● **WORK REQUEST**
Every line below that holds the string "chin" must be copied.

● **MATERIAL PROVIDED**

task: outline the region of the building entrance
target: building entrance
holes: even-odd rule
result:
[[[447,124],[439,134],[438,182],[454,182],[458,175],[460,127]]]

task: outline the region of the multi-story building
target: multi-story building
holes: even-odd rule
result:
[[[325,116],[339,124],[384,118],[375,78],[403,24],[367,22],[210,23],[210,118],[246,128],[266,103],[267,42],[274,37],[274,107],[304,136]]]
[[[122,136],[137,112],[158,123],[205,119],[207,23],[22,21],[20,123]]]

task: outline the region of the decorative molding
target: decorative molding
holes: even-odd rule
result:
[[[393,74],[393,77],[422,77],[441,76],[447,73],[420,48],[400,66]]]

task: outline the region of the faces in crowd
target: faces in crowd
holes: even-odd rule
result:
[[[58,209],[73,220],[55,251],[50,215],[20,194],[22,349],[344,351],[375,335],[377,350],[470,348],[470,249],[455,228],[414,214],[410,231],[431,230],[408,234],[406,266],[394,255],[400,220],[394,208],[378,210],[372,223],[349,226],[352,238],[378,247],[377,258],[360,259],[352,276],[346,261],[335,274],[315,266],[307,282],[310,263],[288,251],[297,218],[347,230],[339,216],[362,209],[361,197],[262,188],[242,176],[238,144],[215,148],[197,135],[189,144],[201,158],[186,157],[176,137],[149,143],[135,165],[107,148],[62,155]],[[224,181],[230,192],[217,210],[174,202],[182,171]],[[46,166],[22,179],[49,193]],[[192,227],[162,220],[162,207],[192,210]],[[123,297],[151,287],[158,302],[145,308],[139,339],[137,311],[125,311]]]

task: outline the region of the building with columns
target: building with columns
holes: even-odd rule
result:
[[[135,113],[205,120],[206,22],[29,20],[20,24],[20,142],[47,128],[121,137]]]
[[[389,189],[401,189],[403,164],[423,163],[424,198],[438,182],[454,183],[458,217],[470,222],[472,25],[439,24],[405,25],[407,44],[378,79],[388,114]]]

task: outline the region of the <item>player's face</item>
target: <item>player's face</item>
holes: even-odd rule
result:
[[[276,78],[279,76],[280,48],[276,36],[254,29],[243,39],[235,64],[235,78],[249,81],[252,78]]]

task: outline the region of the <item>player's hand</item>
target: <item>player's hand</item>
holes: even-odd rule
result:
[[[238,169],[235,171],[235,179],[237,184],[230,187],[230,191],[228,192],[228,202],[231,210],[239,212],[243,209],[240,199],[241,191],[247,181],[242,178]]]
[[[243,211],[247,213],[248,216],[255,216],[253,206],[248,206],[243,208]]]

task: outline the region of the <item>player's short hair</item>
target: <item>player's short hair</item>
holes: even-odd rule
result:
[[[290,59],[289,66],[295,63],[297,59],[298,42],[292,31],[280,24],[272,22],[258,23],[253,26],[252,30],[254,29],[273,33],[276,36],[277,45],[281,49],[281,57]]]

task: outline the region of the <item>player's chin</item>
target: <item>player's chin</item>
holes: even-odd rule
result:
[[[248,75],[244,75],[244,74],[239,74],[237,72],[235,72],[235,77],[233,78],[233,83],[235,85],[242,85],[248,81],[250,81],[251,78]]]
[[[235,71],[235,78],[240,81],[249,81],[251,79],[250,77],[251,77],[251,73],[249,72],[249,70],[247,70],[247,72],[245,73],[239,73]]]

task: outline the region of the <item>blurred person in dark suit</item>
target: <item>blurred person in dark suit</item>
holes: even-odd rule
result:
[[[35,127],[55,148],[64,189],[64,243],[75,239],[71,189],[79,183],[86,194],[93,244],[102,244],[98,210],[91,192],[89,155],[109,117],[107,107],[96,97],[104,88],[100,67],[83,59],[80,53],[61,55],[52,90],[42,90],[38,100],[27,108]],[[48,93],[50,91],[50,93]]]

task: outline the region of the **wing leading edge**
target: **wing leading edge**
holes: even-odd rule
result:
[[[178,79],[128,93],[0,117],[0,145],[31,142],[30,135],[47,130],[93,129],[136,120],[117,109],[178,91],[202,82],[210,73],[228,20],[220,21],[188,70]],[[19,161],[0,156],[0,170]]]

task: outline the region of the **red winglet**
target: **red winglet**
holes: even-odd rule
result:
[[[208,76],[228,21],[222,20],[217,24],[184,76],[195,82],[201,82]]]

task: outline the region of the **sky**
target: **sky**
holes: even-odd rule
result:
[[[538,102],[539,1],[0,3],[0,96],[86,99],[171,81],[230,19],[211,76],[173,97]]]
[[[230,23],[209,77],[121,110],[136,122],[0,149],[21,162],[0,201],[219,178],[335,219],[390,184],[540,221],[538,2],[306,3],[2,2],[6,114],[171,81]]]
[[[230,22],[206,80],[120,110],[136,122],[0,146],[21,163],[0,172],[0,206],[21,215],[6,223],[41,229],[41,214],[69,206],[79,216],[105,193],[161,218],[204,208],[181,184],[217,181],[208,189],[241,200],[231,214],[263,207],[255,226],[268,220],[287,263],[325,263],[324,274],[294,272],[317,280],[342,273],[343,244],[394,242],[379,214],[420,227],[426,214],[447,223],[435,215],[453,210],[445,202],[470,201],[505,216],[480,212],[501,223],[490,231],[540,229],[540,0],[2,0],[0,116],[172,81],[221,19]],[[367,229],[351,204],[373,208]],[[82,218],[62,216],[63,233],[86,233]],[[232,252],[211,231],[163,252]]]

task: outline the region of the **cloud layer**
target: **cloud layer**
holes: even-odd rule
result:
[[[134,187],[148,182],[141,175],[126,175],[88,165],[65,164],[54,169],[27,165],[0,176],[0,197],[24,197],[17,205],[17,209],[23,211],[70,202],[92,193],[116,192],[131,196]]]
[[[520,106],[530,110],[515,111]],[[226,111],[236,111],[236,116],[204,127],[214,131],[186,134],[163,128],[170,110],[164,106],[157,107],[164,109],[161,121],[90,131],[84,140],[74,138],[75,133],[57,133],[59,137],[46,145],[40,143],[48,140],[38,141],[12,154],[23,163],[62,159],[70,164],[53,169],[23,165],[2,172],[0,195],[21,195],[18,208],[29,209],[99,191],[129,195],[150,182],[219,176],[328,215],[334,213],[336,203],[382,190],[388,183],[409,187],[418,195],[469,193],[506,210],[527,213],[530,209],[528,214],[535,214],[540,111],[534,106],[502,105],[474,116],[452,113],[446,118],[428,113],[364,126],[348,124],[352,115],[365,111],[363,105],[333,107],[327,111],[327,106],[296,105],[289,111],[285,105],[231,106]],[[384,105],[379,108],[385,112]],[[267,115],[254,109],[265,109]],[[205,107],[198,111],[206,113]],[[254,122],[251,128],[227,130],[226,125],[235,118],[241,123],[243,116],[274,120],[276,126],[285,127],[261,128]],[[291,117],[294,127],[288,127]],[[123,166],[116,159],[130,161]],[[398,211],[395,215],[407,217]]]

● **WORKED SOLUTION**
task: outline the region of the <item>player's chin</item>
target: <item>player's chin</item>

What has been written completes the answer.